WRITTEN TASK:
Render the rows below as a Markdown table with the columns Number and Line, starting at the line that contains "of the black" and ending at the line that contains "[[148, 133], [116, 516]]", both included. Number each line, omit blank lines, and leave the pictures out.

ENTRIES PROVIDED:
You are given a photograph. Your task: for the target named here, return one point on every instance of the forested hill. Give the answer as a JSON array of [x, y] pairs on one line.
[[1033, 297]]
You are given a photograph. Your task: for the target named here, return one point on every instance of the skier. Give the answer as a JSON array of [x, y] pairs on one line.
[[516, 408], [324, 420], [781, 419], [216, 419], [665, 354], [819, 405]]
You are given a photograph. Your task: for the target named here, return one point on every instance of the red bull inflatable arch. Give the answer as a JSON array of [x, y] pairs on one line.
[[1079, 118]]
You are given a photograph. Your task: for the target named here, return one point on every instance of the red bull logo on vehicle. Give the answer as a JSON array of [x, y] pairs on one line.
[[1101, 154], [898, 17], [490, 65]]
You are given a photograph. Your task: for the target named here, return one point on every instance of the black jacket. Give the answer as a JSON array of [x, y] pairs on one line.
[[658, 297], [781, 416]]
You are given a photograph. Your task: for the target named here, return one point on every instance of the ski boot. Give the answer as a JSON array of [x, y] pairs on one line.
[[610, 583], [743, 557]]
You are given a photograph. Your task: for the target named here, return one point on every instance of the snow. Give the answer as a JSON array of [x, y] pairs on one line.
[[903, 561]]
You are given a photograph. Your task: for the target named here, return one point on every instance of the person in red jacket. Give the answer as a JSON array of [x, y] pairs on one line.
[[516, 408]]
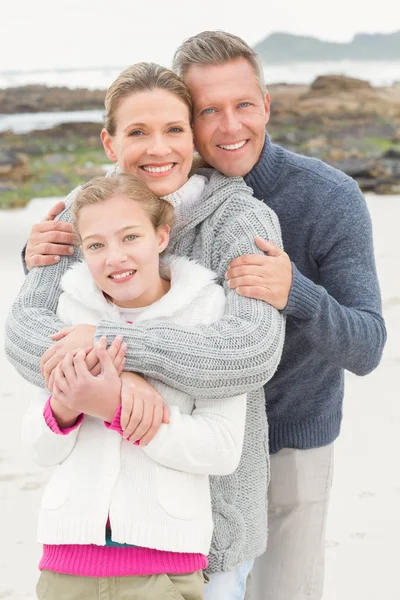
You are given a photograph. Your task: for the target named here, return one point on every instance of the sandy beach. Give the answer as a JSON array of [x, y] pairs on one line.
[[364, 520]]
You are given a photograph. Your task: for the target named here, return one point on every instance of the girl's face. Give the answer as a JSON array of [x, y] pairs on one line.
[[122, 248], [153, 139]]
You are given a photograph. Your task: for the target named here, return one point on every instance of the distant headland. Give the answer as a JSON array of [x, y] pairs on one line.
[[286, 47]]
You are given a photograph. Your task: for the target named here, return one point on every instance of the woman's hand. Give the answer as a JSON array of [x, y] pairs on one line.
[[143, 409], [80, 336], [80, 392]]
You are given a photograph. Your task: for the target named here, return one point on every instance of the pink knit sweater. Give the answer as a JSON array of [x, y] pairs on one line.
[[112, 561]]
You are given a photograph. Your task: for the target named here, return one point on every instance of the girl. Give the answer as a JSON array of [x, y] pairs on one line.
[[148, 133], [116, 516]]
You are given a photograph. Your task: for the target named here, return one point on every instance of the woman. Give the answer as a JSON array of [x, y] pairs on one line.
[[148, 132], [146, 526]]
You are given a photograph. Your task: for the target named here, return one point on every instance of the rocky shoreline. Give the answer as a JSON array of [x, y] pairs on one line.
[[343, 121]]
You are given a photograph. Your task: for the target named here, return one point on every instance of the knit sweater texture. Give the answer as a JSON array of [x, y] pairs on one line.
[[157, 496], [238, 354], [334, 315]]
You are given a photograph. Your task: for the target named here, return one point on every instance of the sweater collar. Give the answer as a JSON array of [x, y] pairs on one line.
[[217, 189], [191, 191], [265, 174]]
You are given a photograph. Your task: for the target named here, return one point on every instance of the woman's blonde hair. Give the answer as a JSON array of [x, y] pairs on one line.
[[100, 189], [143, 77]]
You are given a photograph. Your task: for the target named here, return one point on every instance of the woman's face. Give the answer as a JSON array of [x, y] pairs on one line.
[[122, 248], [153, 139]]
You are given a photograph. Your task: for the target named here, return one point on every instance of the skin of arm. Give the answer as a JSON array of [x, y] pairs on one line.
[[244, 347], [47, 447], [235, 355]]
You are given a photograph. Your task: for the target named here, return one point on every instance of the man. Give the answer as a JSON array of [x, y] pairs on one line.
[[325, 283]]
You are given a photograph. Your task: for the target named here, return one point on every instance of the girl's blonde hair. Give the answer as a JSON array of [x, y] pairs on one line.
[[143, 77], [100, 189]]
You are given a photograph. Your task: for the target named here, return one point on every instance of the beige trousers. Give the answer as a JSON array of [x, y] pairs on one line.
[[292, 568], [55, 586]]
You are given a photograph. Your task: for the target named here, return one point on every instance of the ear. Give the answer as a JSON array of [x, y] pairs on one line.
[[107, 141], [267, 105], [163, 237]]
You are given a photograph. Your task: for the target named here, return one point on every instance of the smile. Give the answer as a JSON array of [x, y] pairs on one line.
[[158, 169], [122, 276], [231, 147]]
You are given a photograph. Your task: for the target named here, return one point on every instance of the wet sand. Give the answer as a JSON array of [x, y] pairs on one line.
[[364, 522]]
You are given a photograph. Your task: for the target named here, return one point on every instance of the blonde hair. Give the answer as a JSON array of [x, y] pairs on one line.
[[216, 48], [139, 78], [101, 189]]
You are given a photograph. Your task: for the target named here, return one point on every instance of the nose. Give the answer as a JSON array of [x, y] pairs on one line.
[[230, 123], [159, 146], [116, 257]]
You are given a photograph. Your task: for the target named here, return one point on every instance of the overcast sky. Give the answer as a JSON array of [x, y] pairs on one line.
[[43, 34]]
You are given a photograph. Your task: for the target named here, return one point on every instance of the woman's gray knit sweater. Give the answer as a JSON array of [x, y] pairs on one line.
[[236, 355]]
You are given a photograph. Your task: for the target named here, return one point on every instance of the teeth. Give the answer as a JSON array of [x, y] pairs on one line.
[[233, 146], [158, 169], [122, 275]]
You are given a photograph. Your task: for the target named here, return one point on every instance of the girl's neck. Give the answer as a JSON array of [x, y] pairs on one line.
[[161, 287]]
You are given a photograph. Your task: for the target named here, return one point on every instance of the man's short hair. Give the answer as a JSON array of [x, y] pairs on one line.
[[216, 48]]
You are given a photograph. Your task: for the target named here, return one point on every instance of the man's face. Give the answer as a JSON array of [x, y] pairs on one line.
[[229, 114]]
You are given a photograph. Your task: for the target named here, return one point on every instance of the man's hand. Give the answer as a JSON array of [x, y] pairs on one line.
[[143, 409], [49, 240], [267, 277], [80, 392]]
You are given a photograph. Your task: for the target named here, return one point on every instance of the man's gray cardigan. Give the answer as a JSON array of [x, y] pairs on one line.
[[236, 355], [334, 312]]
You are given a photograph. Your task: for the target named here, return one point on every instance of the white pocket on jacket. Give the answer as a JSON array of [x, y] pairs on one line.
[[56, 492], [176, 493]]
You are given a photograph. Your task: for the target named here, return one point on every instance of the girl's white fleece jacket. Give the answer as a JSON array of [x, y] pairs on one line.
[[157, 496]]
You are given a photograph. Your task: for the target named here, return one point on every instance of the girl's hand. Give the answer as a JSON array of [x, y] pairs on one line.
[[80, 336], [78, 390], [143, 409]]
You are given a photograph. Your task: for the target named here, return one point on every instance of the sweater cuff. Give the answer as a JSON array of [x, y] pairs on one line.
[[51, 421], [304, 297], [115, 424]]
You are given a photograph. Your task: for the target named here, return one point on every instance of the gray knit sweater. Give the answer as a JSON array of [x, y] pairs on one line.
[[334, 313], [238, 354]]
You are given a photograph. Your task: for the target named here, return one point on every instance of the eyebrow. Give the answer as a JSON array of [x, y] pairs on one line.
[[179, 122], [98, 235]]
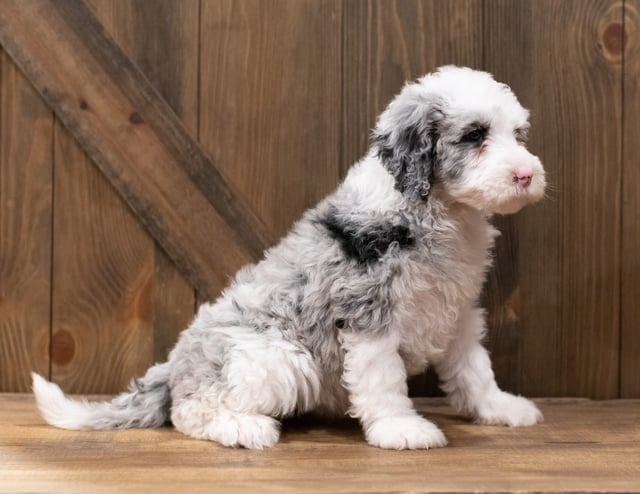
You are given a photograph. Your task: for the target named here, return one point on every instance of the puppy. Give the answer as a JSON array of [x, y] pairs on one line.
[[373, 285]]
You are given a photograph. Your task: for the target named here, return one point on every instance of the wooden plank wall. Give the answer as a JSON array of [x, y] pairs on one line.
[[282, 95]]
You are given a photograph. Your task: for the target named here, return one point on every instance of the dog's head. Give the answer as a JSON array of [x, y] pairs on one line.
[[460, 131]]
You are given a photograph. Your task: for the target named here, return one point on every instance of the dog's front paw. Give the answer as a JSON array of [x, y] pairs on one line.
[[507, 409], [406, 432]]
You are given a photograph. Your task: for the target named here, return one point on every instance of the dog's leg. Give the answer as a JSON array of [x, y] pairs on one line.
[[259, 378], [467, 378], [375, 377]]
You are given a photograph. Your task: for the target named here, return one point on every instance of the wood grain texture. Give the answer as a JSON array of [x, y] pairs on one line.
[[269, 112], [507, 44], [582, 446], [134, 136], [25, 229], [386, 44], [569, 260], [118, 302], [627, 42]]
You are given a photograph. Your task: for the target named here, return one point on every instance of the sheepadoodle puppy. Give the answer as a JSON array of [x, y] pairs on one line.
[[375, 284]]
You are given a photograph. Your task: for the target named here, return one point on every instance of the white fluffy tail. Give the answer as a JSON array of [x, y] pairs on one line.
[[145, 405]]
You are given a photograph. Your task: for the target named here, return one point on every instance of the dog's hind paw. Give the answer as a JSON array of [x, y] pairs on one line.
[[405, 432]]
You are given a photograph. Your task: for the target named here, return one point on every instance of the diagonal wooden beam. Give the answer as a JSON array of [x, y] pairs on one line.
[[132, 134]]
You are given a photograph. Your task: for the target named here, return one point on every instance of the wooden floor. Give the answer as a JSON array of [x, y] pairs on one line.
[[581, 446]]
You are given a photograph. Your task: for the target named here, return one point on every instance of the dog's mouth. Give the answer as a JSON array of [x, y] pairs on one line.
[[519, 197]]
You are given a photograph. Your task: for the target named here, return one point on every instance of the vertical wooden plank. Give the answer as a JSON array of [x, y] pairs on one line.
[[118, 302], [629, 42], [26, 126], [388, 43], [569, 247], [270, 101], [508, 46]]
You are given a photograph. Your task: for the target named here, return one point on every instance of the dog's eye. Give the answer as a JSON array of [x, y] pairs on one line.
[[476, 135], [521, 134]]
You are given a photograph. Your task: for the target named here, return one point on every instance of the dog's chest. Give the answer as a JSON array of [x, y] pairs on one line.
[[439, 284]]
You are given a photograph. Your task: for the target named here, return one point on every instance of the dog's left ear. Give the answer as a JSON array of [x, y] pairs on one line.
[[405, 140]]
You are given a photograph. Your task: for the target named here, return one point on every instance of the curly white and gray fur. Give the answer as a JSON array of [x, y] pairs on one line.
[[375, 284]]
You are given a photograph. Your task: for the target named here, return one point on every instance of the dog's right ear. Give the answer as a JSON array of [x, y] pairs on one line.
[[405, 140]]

SOLUTION FOR THIS EXERCISE:
| Number | Line |
|---|---|
| 1 | You are given a photograph. Your task: for the target named here, return one point on every instance of the black jacket. Give the answer as a JSON array of [x, y] pairs on one line. |
| 2 | [[658, 297], [781, 416]] |
| 3 | You are given a photograph. Your task: for the target named here, return one point on every instance of the ski boot. Give the answer as a JSON array of [x, y] pairs on one line. |
| 4 | [[610, 583], [743, 557]] |
| 5 | You are given a photograph. Your task: for the target named here, return one point on every instance of the snow. Give the answer as a JSON array of [x, y] pairs on one line. |
| 6 | [[903, 561]] |
| 7 | You are given a photograph. Your task: for the target named here, return one point on every instance of the person in red jacket. Give the answer as a JSON array of [x, y] pairs on one line. |
| 8 | [[516, 408]] |
| 9 | You are given a photograph. Your task: for the target named here, return one point on every instance of the sandy beach. Give the answer as a JSON array of [x, y] pairs on one line. |
| 10 | [[364, 520]] |
| 11 | You are given a photograph. Your task: for the target named here, return one point on every instance of the girl's face. Give the answer as a JSON array of [x, y] pairs on one line. |
| 12 | [[122, 248], [153, 139]] |
| 13 | You are given a photograph. Your task: for the target named here, return one point on every instance of the distant headland. Give the answer as a JSON array of [x, y] pairs on one line. |
| 14 | [[286, 47]] |
| 15 | You are given a photograph. Your task: for the target named here, return one point on every instance of the woman's hand. Give the answer as a JSON array of [x, y] pairs on one line. |
| 16 | [[143, 409], [80, 336], [80, 392]] |
| 17 | You are given a photograph. Your task: for the target named here, return one point on every instance of the pink knit sweater. Give the answer as a JSON array of [x, y] pairs on one line. |
| 18 | [[112, 561]] |
| 19 | You are given a photograph. Your task: for the target named here, return one point on every instance of the girl. Give the answer as a JSON array of [x, y] pairs on one line. |
| 20 | [[148, 133], [116, 516]] |